### SOURCE TEXT
******************************

Woit has some introductory lectures starting with this one located near the end of this page. He teaches that stuff and has also recently linked to new English notes on it by 't Hooft here.

Quite a lot of stuff there I know in a non-technical way because I was interested in the 8 fold way and how all the hadrons are explained in terms of quarks using the SU(2) and SU(3) symmetries (expressed as geometric drawings with the different particles plotted at the vertices). Also, I did quantum mechanics and feel familiar with the Schroedinger equation, etc.

What I don't understand are most existing (modern) textbooks about Lie groups which immediately get into technical details of the mathematical tools and steer clear of solid physics. It's just a drone of trivia, relying on the ability of the reader to memorise it.

Recently however I decided to buy a quantity of books on Lie algebra from the time (or just before the time) that the standard model was being developed, and "Lie Groups for Pedestrians" by Harry Lipkin (2nd ed 1966, reprinted 2002 by Dover) is a relatively painless introduction to the key maths.

From experimental data back in the 1960s, SU(3) was shown to be the correct (predictive, experimentally confirmed) symmetry for strong interactions between hadrons, and to imply quarks.

From the 1970s to the present, we know SU(2) models the weak interaction because the neutral currents of exchanged Z_0 massive, chargeless bosons were observed in interactions in the 1970s and evidence for the massive charged W's was obtained at CERN in 1983.

So there is plenty of evidence that SU(2) with 3 massive gauge bosons models the weak force which left-handed spin fermions experience, as well as quark-antiquark pairing in mesons, and that SU(3) with its 8 gluons describes the triplets of quarks and their binding in baryons.

Where I think the standard model U(1)xSU(2)xSU(3) falls down is in the simplest group U(1) which is used for electromagnetism, and also in lacking gravity.

******************************

### DATASET CONTENT
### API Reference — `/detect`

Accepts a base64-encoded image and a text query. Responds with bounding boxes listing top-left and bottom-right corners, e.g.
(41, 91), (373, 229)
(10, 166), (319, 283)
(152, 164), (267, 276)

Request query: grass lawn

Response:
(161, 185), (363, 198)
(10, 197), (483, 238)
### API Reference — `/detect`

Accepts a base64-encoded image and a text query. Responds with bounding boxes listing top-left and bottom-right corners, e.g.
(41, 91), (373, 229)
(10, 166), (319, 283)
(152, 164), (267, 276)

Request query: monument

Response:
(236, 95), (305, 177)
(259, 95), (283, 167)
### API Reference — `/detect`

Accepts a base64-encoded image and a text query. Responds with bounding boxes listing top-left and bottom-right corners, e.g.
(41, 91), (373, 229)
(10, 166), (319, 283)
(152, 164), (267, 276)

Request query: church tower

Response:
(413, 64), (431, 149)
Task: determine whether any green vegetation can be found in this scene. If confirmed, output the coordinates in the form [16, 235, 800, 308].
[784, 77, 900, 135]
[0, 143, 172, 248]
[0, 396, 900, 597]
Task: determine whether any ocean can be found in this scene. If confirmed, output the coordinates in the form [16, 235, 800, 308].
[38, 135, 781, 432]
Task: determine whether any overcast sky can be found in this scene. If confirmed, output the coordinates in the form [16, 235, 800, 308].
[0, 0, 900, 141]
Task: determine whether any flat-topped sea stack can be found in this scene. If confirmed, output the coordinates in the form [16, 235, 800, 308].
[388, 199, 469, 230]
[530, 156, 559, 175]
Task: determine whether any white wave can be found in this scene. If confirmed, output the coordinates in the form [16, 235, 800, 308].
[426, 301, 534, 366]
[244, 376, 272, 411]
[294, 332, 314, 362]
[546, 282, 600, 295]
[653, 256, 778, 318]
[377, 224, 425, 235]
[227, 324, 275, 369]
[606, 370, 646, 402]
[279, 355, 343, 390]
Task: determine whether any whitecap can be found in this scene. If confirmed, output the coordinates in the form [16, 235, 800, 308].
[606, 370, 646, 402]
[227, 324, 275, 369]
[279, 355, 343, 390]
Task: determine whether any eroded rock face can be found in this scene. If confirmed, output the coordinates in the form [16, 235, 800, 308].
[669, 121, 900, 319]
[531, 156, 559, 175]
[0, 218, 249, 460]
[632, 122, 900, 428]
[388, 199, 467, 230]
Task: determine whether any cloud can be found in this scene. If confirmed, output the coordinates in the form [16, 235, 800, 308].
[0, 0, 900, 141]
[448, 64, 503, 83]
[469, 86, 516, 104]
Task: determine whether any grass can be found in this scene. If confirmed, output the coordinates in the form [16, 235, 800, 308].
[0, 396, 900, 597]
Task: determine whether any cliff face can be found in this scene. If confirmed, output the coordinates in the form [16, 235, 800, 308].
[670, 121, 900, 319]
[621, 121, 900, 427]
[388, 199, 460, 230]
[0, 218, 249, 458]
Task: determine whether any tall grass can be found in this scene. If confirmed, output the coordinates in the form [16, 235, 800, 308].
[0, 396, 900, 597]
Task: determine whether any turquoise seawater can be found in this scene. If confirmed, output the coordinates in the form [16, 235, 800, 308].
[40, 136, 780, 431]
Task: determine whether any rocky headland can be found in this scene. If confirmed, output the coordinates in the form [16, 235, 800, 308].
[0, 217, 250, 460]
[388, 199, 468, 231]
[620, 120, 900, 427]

******************************

### EXERCISES
- 1) In the passage on Lie groups in physics, what evidence does the writer give for knowing that SU(2) models the weak interaction? Answer in one to three sentences.
- 2) Carry the passage on Lie groups in physics forward from its final sentence.

### PER-TASK OUTPUTS
- 1) The neutral currents of exchanged Z_0 bosons, which are massive and chargeless, were observed in interactions in the 1970s. Evidence for the massive charged W's was obtained at CERN in 1983.

- 2)
There are various issues with electromagnetism being modelled by U(1) - it has only a single charge, and only a single electrically neutral gauge boson. You can't get a 'charged' field mediated by such gauge boson exchange without invoking the fact that the gauge bosons of U(1) are special and have 4 polarizations, the 2 additional polarizations obviously are manifested as electric field. But then you effectively have charged massless gauge bosons, and since they have two charges (positive, negative), you really have 2 distinct gauge bosons. Feynman argues that you can treat positive charge as negative charge going back in time to make U(1) work, but this isn't going anywhere useful. In addition, you then have to introduce a Higgs field to break the U(1)xSU(2) electroweak symmetry, and that can't make falsifiable exact predictions of the Higgs mass because there are various possibilities available.

It would be far more convenient to have SU(2) account for both electromagnetism and the weak force, so that you have two charges but you also have the 3 gauge bosons exist in both massive and massless versions. The two massless charged gauge bosons mediate positive and negative electric fields. The neutral massless gauge boson gives gravity.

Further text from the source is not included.